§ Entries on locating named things

══════════════════════════════

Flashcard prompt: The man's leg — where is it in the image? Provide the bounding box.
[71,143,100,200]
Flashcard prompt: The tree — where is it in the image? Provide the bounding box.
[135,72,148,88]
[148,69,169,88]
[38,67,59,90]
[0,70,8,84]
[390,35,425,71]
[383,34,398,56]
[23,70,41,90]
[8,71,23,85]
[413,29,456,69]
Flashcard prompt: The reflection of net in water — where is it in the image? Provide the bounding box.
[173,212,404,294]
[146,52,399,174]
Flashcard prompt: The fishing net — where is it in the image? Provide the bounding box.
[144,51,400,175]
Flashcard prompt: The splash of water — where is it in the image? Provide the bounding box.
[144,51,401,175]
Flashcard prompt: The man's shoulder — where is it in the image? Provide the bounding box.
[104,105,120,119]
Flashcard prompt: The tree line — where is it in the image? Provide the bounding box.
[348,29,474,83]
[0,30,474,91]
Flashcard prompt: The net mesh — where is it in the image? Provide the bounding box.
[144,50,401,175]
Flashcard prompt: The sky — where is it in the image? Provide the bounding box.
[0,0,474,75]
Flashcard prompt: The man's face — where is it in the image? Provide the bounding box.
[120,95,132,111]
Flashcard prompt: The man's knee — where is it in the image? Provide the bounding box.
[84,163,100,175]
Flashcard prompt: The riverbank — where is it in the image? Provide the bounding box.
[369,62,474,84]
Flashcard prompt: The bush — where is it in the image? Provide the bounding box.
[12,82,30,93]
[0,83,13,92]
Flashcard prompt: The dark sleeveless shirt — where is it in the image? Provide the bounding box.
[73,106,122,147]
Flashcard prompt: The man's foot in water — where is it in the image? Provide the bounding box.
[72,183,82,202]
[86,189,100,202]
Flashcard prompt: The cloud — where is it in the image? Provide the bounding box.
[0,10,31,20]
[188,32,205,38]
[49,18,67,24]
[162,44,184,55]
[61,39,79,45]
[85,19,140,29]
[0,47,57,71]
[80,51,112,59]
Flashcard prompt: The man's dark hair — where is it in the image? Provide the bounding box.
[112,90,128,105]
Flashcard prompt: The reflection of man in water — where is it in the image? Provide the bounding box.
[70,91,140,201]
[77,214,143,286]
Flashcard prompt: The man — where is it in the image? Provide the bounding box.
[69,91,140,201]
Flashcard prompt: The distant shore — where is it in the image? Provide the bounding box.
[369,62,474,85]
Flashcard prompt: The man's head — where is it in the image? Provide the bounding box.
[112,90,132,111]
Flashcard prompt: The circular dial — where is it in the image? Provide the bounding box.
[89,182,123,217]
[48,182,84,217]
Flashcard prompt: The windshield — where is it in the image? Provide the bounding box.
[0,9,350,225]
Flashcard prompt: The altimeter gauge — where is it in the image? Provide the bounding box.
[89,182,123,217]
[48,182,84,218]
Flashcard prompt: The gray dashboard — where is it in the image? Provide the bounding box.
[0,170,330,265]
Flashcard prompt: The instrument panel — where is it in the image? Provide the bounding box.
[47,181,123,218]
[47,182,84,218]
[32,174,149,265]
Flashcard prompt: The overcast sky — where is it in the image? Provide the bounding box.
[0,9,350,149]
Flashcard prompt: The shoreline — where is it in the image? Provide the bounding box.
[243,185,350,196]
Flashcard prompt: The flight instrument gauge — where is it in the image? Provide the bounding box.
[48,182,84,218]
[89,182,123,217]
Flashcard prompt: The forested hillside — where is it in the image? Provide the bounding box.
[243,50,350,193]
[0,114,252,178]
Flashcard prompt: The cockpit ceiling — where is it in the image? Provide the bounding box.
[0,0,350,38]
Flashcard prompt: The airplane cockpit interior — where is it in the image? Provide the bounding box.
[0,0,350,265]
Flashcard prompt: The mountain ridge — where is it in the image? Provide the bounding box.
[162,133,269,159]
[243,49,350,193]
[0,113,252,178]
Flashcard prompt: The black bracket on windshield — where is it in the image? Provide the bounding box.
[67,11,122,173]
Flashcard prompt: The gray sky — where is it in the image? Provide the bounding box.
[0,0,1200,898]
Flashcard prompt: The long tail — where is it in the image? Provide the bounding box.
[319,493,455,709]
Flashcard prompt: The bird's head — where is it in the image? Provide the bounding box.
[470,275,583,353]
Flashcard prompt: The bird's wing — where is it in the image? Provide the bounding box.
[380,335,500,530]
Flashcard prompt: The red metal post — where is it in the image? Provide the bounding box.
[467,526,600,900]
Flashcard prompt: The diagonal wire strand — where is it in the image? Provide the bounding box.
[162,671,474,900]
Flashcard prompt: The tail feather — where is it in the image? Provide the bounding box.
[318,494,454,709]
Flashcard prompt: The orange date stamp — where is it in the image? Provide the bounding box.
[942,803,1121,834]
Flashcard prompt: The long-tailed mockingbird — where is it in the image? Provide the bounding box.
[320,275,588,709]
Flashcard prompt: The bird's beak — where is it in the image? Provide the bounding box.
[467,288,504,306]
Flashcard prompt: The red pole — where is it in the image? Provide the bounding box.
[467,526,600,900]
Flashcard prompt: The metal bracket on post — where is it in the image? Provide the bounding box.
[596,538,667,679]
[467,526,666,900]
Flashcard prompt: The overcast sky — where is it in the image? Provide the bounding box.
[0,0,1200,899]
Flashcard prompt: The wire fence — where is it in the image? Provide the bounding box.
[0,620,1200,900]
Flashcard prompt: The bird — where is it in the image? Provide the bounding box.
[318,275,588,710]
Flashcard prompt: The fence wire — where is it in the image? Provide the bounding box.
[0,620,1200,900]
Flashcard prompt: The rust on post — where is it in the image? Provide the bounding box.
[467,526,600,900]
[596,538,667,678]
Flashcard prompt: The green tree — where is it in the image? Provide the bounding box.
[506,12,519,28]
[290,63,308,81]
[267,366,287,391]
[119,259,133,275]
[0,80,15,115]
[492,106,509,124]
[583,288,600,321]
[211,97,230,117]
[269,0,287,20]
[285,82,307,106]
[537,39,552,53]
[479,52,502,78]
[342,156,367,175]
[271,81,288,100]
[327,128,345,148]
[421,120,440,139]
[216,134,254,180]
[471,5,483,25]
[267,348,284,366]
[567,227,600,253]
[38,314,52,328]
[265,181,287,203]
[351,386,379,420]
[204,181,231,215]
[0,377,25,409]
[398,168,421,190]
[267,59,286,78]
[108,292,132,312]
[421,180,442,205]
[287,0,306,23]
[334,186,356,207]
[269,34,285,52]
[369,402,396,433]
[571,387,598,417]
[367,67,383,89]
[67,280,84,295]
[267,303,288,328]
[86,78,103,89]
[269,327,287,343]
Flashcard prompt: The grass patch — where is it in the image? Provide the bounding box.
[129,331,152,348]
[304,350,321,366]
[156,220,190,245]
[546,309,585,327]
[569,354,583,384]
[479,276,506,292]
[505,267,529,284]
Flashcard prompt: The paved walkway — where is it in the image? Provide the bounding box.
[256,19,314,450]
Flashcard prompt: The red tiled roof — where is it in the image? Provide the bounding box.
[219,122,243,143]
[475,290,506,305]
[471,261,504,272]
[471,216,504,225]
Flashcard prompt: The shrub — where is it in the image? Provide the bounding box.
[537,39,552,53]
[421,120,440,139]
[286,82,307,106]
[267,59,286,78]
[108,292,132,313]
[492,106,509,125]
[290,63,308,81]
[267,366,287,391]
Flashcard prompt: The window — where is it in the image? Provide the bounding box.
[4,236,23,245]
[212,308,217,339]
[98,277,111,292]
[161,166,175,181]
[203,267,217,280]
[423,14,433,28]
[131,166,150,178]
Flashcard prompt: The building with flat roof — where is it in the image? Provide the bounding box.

══════════════════════════════

§ Required task
Copy out the listing again, from its first line through the line with "[413,29,456,69]", including both of those lines and every line between them. Scale each box coordinate by 0.95 and round it to a whole number, with halves rounded up.

§ Exercise result
Flashcard prompt: The man's leg — where is it in the image? Provide the bounding box.
[67,136,95,190]
Flashcard prompt: The tree — where is it in the image? Provide the bounding box.
[128,68,141,84]
[141,66,161,84]
[36,64,56,86]
[0,67,8,80]
[371,33,404,67]
[364,32,378,53]
[22,67,39,86]
[8,67,22,81]
[392,28,433,66]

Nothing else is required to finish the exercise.